◆ EXERCISE DIRECTIONS
Write out the entries below exactly, but only from the line containing "grass lawn -> point" through the line containing "rocky shore -> point", and without the pictures.

*** DATA PROVIDED ***

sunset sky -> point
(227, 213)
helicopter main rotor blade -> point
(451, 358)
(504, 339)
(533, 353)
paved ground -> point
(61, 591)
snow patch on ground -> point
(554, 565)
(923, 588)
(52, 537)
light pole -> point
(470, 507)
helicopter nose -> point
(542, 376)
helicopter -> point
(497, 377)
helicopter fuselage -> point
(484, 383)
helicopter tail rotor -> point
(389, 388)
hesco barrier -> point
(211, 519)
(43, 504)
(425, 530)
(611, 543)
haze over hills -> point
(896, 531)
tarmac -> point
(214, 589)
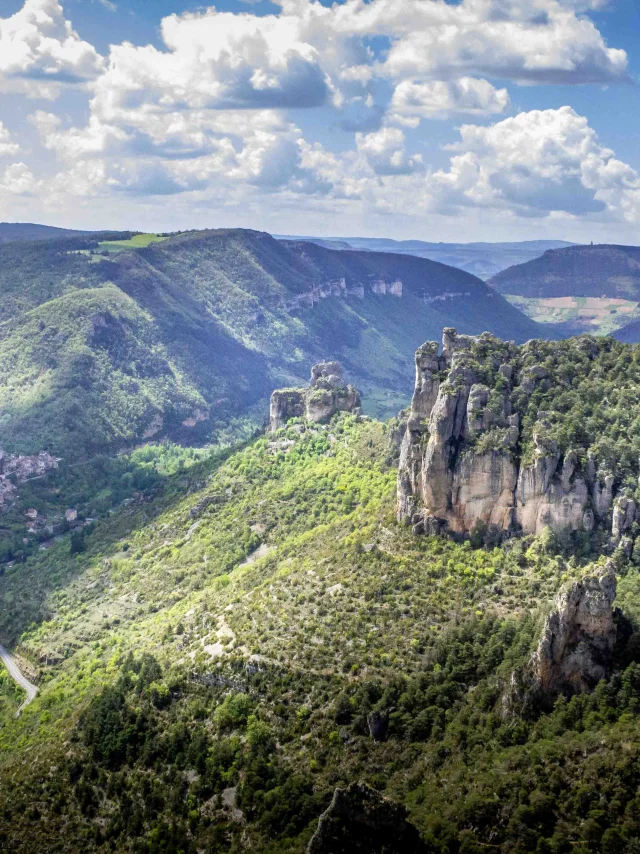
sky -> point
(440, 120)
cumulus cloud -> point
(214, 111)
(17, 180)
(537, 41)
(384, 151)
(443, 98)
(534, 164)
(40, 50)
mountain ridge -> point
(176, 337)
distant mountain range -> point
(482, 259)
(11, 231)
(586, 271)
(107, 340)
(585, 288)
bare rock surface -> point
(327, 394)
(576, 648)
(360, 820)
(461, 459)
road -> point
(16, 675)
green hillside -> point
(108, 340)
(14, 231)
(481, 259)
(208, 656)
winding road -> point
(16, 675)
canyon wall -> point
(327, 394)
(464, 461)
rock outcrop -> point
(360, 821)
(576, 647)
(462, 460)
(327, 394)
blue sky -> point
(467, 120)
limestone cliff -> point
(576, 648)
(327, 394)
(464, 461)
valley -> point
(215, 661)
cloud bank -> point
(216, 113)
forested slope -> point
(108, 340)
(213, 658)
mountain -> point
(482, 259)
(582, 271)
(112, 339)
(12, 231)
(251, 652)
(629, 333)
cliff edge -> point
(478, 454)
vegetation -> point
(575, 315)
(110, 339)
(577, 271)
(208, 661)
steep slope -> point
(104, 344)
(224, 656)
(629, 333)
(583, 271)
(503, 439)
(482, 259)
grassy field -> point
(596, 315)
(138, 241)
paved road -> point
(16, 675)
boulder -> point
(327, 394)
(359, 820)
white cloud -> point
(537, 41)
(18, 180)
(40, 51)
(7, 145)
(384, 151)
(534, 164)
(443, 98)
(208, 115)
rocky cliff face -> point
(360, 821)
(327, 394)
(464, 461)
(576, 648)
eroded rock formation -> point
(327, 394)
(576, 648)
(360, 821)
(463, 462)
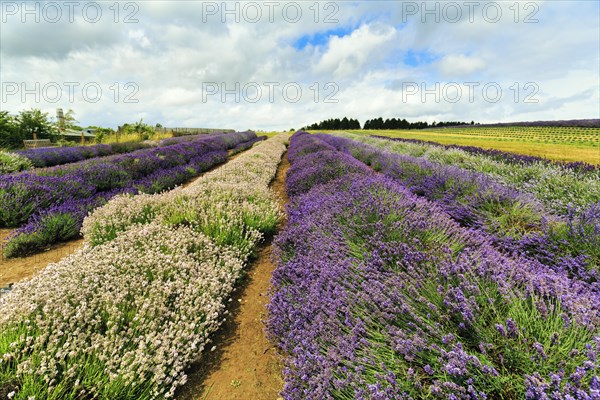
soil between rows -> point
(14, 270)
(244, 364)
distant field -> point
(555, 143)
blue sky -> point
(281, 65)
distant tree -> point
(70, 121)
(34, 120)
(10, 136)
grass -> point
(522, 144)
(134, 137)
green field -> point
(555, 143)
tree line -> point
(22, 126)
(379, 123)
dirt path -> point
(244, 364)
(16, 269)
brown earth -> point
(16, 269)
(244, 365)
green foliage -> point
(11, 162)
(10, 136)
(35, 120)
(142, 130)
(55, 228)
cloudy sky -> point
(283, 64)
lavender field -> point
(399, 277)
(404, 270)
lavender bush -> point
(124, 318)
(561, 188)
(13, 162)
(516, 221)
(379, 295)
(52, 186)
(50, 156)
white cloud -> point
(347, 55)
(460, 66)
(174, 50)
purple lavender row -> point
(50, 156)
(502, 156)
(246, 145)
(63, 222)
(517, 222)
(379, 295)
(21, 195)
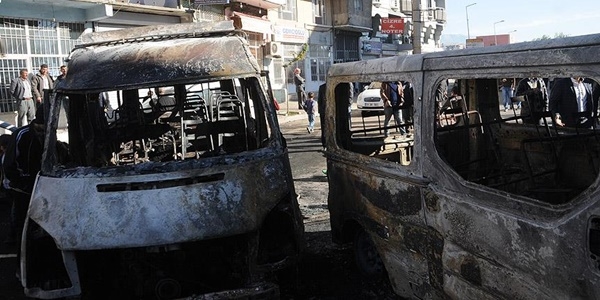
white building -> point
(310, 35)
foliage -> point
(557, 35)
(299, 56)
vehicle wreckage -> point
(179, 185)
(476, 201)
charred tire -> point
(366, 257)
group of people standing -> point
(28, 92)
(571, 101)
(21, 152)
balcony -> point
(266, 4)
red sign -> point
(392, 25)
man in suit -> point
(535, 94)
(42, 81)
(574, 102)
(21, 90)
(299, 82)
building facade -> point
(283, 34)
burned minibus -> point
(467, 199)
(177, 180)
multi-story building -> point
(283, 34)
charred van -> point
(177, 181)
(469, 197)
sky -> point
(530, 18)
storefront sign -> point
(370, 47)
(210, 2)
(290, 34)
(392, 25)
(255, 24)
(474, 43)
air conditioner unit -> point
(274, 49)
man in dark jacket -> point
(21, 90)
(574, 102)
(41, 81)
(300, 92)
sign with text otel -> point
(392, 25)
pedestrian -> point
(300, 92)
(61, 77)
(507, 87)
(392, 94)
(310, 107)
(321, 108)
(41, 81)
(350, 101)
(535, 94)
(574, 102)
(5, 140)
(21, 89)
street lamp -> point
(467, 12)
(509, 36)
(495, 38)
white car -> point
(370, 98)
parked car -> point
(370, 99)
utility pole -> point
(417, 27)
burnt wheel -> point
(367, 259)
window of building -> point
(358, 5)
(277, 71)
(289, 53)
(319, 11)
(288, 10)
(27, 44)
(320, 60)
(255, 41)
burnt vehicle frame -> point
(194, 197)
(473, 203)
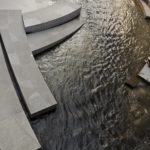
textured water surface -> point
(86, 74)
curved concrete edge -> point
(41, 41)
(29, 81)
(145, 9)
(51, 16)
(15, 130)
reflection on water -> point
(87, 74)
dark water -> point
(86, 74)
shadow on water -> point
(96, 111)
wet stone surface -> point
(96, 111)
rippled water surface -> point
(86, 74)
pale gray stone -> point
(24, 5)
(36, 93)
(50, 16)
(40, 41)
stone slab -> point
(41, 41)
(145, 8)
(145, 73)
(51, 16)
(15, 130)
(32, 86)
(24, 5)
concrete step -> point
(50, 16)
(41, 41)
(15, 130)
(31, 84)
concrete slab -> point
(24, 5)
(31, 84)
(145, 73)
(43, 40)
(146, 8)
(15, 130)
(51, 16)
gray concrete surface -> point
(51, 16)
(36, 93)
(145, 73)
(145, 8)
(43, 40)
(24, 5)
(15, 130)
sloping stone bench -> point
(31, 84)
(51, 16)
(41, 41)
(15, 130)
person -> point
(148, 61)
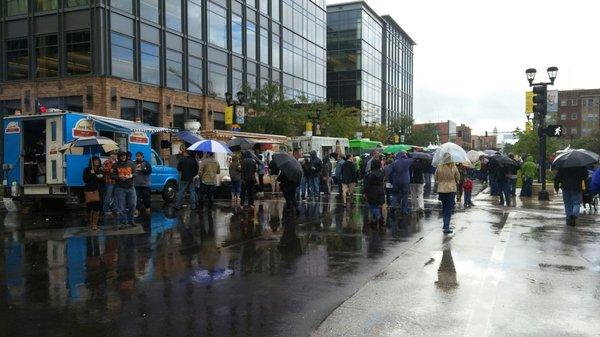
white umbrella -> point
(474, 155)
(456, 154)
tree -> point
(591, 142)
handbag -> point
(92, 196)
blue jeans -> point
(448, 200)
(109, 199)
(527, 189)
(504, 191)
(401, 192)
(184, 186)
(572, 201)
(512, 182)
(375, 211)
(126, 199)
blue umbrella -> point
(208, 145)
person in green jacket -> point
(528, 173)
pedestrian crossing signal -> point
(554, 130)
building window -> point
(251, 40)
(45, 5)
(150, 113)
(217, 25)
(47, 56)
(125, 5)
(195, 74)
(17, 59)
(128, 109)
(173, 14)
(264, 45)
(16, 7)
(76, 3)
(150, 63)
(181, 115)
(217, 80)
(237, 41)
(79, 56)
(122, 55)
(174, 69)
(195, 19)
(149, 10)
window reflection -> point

*** End of DATA PROVIDED ***
*** DATA PROVIDED ***

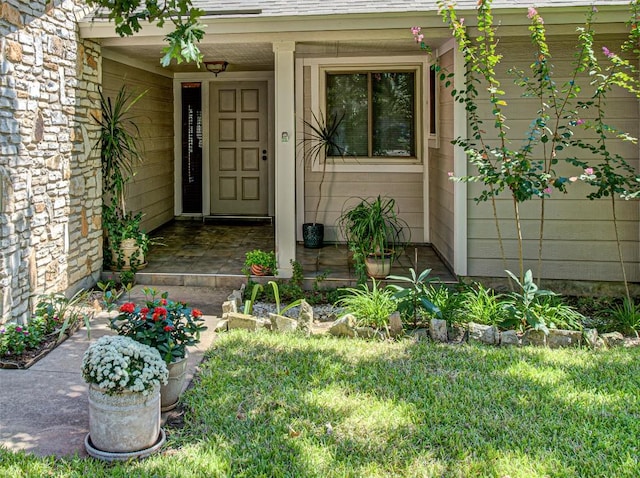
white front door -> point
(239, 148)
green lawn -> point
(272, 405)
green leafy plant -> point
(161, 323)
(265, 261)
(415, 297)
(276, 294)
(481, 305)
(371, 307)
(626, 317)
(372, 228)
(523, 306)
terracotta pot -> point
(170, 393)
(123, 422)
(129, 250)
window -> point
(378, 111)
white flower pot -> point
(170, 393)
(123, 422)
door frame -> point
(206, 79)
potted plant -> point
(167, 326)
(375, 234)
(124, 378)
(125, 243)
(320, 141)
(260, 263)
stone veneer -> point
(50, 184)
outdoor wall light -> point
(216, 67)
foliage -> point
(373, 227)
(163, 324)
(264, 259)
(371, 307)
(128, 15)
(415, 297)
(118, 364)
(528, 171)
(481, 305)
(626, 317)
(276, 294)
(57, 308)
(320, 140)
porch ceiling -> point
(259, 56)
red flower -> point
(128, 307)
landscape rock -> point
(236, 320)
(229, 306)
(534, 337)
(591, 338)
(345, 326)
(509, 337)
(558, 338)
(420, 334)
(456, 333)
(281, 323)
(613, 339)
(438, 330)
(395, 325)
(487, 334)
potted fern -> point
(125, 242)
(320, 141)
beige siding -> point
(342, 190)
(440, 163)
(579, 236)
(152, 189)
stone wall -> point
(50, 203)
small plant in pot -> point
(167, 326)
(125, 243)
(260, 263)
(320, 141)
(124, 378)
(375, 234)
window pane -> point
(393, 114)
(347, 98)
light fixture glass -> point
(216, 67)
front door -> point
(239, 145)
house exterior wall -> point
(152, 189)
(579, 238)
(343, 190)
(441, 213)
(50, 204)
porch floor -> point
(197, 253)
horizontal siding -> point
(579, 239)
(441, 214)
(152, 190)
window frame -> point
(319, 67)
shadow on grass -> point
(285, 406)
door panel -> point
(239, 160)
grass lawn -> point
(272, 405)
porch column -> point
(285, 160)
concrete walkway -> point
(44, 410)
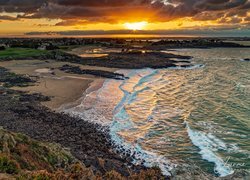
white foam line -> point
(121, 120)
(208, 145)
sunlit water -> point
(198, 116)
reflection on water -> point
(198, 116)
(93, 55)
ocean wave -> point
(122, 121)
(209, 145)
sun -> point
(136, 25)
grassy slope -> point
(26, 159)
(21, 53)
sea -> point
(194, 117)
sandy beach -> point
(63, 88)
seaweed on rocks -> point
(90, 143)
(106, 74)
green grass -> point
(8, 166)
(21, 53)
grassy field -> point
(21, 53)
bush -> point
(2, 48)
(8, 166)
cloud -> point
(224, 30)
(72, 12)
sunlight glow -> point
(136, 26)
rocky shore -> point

*** End of DATA PROVIDED ***

◆ WRITTEN SOLUTION
grass lawn -> point
(272, 405)
porch column -> point
(285, 160)
concrete walkway -> point
(44, 410)
white foam line -> point
(121, 120)
(208, 145)
sunlit water -> point
(198, 116)
reflection on water -> point
(198, 116)
(93, 55)
ocean wave -> point
(122, 121)
(209, 145)
sun -> point
(136, 25)
grassy slope -> point
(26, 159)
(21, 53)
sea -> point
(194, 117)
sandy beach -> point
(63, 88)
seaweed on rocks -> point
(90, 143)
(106, 74)
green grass -> point
(8, 166)
(21, 53)
grassy field -> point
(21, 53)
bush -> point
(2, 48)
(8, 166)
cloud -> point
(224, 30)
(72, 12)
sunlight glow -> point
(136, 26)
rocky shore -> point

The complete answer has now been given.